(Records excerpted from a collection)
-- Opening Marker --

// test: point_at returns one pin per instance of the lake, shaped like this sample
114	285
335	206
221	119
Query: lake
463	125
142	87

-- Closing Marker --

**TASK BRIEF:** Each record above needs to be transcribed word for word.

**WRITTEN RESPONSE:**
// test: point_at returns one pin per instance of the lake, shaped like this sample
114	285
335	206
221	119
Query: lake
463	125
142	87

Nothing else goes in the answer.